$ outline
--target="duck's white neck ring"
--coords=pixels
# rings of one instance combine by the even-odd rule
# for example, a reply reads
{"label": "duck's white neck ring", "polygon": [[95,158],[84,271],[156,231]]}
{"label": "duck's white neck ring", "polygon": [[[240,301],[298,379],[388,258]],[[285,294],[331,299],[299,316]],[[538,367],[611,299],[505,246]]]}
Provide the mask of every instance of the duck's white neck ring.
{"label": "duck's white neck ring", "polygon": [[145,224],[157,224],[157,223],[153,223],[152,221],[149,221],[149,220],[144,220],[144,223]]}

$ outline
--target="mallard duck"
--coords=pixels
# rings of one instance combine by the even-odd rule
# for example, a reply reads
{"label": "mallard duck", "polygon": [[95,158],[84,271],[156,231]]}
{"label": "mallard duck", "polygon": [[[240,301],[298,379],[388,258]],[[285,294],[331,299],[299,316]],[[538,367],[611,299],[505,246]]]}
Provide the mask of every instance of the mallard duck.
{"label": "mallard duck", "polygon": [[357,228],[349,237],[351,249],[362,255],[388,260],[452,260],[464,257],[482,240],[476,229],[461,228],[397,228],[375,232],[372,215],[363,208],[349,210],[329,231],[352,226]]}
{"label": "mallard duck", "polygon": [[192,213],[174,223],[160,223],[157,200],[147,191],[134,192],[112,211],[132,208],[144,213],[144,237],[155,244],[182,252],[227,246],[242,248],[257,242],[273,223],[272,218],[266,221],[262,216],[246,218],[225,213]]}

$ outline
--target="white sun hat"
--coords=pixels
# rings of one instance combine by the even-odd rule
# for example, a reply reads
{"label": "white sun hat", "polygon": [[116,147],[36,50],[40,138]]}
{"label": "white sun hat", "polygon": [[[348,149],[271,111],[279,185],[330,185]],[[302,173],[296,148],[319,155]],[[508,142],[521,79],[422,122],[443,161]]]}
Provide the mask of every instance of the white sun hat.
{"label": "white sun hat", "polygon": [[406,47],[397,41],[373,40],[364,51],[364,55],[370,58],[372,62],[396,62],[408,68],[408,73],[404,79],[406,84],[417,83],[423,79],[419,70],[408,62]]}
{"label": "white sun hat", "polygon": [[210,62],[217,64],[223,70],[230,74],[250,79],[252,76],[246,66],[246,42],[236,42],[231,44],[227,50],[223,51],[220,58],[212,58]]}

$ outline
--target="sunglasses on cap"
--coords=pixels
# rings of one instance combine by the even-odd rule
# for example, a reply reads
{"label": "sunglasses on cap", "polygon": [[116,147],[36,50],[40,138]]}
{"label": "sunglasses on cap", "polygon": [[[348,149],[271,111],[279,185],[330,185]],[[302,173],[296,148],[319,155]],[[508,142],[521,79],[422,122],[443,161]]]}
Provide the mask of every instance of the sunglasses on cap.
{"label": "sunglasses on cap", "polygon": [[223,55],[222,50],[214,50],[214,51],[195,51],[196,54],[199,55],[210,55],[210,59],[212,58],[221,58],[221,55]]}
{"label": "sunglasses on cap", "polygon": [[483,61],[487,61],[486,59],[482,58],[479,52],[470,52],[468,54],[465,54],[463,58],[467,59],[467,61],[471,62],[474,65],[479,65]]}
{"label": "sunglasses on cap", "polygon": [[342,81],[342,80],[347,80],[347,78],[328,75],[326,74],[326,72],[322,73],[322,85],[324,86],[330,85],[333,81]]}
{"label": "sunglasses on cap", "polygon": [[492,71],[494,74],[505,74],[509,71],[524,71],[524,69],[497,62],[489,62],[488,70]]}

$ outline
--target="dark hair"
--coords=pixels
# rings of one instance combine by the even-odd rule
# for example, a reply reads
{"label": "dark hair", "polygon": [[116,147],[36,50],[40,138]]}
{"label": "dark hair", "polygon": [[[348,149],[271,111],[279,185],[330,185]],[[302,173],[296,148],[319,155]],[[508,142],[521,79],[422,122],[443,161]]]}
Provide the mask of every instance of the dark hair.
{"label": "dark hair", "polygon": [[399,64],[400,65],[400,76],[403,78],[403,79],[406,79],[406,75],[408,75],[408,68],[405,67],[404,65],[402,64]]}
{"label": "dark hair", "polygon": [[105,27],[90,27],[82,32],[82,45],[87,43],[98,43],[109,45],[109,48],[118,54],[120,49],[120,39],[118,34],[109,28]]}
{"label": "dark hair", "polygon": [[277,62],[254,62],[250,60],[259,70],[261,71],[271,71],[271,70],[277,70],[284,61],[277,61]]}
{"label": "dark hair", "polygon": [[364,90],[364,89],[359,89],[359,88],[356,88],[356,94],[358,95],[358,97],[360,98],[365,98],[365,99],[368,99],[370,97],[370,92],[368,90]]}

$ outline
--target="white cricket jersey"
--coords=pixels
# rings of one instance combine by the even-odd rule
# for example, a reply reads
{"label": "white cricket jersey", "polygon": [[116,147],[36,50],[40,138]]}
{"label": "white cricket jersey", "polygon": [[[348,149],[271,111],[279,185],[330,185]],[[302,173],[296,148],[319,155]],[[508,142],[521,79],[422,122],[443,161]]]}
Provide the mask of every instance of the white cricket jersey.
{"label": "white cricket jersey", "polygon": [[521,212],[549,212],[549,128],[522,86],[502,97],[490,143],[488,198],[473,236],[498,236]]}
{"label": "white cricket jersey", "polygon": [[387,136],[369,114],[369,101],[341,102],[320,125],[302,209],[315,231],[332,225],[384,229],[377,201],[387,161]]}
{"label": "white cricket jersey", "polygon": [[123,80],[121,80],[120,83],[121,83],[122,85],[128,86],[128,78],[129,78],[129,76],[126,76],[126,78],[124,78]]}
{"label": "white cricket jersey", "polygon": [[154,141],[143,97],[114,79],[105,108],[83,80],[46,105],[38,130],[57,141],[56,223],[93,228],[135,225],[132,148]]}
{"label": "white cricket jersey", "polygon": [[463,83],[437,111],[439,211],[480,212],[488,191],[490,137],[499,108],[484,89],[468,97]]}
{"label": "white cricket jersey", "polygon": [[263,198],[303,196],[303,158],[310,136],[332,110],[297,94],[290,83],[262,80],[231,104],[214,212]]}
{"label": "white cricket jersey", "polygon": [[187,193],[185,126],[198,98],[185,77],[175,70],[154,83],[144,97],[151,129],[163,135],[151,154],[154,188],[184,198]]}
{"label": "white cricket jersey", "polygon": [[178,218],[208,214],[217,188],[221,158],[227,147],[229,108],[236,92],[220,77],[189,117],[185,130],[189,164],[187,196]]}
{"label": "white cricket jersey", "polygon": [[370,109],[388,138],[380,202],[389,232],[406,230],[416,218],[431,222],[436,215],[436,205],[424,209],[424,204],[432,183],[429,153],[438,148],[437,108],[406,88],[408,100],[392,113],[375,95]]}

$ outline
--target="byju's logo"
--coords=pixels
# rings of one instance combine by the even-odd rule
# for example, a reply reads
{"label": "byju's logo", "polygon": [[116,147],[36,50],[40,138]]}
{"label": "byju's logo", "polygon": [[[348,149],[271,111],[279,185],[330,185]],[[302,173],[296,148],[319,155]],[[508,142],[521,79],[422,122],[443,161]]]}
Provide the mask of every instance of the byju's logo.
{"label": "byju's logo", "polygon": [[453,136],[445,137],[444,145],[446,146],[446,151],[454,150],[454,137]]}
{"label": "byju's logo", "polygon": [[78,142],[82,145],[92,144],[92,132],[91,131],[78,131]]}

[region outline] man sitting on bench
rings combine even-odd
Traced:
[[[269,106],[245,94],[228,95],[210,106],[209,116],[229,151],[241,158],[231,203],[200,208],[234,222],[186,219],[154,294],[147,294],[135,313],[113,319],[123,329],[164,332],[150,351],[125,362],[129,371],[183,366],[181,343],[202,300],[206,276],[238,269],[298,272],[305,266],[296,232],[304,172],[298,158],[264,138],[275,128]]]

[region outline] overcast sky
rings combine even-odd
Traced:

************

▶ [Required work] Look for the word "region" throughout the material above and copy every line that has it.

▶ [Expected answer]
[region outline] man sitting on bench
[region outline] overcast sky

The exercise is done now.